• **INPUT DATA**:
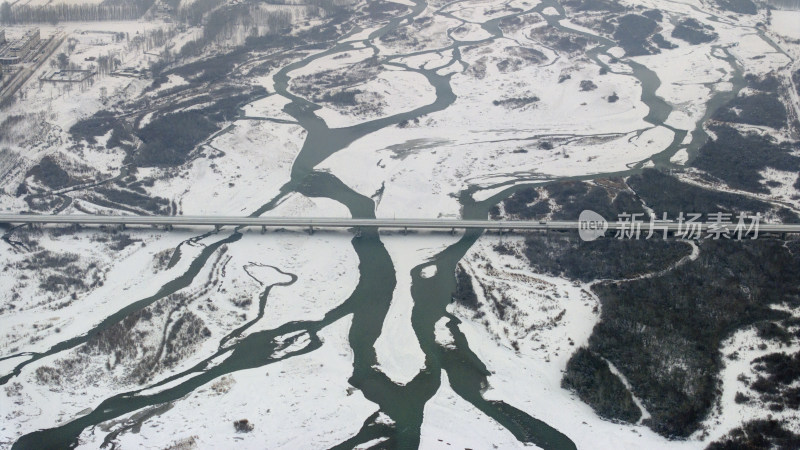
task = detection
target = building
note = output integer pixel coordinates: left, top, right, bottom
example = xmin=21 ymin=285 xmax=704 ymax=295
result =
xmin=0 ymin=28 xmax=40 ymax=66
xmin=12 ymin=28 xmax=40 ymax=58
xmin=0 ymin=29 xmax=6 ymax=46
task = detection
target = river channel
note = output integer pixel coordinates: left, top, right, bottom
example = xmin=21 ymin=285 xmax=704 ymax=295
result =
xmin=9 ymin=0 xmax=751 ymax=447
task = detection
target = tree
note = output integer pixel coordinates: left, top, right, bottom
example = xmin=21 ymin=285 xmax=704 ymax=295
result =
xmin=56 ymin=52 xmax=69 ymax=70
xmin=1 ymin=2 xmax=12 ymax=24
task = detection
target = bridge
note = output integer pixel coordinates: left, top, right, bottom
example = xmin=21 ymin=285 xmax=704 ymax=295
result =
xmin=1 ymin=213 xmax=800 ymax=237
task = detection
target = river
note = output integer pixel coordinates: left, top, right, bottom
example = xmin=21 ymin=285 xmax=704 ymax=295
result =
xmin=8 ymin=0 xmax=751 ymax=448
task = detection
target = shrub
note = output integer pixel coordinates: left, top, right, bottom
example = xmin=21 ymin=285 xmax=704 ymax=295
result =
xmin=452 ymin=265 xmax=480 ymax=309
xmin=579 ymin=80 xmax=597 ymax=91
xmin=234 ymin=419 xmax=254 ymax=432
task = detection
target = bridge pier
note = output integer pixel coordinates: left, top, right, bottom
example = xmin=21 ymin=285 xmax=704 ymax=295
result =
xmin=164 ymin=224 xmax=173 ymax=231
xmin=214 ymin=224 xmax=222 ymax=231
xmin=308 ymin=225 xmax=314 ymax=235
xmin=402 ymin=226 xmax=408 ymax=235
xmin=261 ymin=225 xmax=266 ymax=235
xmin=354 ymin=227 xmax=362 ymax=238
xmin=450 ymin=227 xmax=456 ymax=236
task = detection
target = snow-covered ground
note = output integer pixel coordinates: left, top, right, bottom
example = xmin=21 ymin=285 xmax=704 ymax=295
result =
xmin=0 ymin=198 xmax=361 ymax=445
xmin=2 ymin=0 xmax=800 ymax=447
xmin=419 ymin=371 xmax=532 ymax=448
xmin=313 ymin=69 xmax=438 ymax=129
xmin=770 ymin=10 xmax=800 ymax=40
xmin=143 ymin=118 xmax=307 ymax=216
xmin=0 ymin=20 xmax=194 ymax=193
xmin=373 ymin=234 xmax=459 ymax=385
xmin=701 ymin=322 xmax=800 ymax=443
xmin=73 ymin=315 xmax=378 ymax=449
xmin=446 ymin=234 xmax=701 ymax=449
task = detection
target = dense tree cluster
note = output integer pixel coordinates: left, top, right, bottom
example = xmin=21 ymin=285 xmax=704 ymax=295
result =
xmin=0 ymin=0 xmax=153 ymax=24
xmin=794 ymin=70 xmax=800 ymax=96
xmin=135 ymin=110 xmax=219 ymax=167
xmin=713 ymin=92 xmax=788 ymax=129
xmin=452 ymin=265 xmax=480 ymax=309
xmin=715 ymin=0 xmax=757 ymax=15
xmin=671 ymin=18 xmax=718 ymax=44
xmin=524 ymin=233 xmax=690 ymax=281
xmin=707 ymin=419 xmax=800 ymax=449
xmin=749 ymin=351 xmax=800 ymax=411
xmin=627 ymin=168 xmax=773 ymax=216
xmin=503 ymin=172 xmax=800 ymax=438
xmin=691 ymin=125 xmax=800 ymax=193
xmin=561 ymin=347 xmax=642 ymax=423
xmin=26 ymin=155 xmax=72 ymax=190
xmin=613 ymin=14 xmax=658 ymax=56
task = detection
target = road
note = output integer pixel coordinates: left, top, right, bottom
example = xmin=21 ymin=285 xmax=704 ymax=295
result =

• **ABOUT THIS TASK**:
Word for word, quote the lines above. Omit the pictures.

• **ANSWER TO THE EXERCISE**:
task = detection
target = building
note = output integer pixel coordinates: left, top, right, bottom
example = xmin=21 ymin=285 xmax=704 ymax=295
result =
xmin=0 ymin=28 xmax=40 ymax=66
xmin=12 ymin=28 xmax=40 ymax=58
xmin=0 ymin=29 xmax=6 ymax=46
task = detection
target = river channel
note = output integer pixel coordinates: left, top, right, bottom
example = xmin=21 ymin=285 xmax=704 ymax=295
result =
xmin=9 ymin=0 xmax=751 ymax=447
task = detection
target = tree
note = output integer pixel coordinates: left, top, right, bottom
example = xmin=21 ymin=285 xmax=704 ymax=295
result =
xmin=56 ymin=52 xmax=69 ymax=70
xmin=1 ymin=2 xmax=12 ymax=24
task = detection
target = bridge
note = output integer pixel coordinates: left, top, right, bottom
example = xmin=21 ymin=285 xmax=704 ymax=295
result =
xmin=1 ymin=213 xmax=800 ymax=237
task = detection
target = river
note = output integer pixel coordinates: left, top, right, bottom
example = xmin=21 ymin=285 xmax=704 ymax=295
result =
xmin=8 ymin=0 xmax=751 ymax=448
task = detection
target = shrub
note = output integer pixel coordinates: left, top, right, bottom
example = xmin=21 ymin=285 xmax=704 ymax=295
result =
xmin=452 ymin=265 xmax=480 ymax=309
xmin=579 ymin=80 xmax=597 ymax=91
xmin=234 ymin=419 xmax=254 ymax=432
task = detection
target = bridge pier
note = output integer pixel coordinates: left, top, right, bottom
example = xmin=21 ymin=285 xmax=704 ymax=295
result =
xmin=164 ymin=224 xmax=173 ymax=231
xmin=214 ymin=224 xmax=222 ymax=231
xmin=308 ymin=225 xmax=314 ymax=235
xmin=402 ymin=226 xmax=408 ymax=235
xmin=261 ymin=225 xmax=266 ymax=235
xmin=354 ymin=227 xmax=362 ymax=238
xmin=450 ymin=227 xmax=456 ymax=236
task = detection
target = snow-covered ground
note = output integer pixel coordinates: left, top, right, bottom
example = xmin=21 ymin=285 xmax=704 ymax=295
result =
xmin=0 ymin=198 xmax=361 ymax=445
xmin=2 ymin=0 xmax=800 ymax=447
xmin=419 ymin=371 xmax=532 ymax=448
xmin=313 ymin=69 xmax=438 ymax=129
xmin=770 ymin=10 xmax=800 ymax=40
xmin=143 ymin=118 xmax=307 ymax=216
xmin=0 ymin=20 xmax=194 ymax=193
xmin=373 ymin=234 xmax=459 ymax=385
xmin=701 ymin=322 xmax=800 ymax=443
xmin=73 ymin=315 xmax=378 ymax=449
xmin=446 ymin=234 xmax=701 ymax=449
task = detection
target = dense tree cluster
note = output integer pixel coordinates: left, top, right, bottom
example = xmin=21 ymin=285 xmax=704 ymax=295
result =
xmin=0 ymin=0 xmax=153 ymax=24
xmin=794 ymin=70 xmax=800 ymax=96
xmin=135 ymin=110 xmax=219 ymax=167
xmin=713 ymin=92 xmax=788 ymax=129
xmin=452 ymin=265 xmax=480 ymax=309
xmin=715 ymin=0 xmax=757 ymax=15
xmin=671 ymin=18 xmax=718 ymax=44
xmin=524 ymin=233 xmax=690 ymax=281
xmin=707 ymin=419 xmax=800 ymax=449
xmin=749 ymin=351 xmax=800 ymax=411
xmin=627 ymin=168 xmax=773 ymax=216
xmin=503 ymin=172 xmax=800 ymax=438
xmin=691 ymin=125 xmax=800 ymax=193
xmin=561 ymin=347 xmax=642 ymax=423
xmin=26 ymin=155 xmax=72 ymax=190
xmin=613 ymin=14 xmax=658 ymax=56
task = detection
target = road
note = output integer pixel coordinates: left, top, right, bottom
example = xmin=21 ymin=285 xmax=704 ymax=295
result =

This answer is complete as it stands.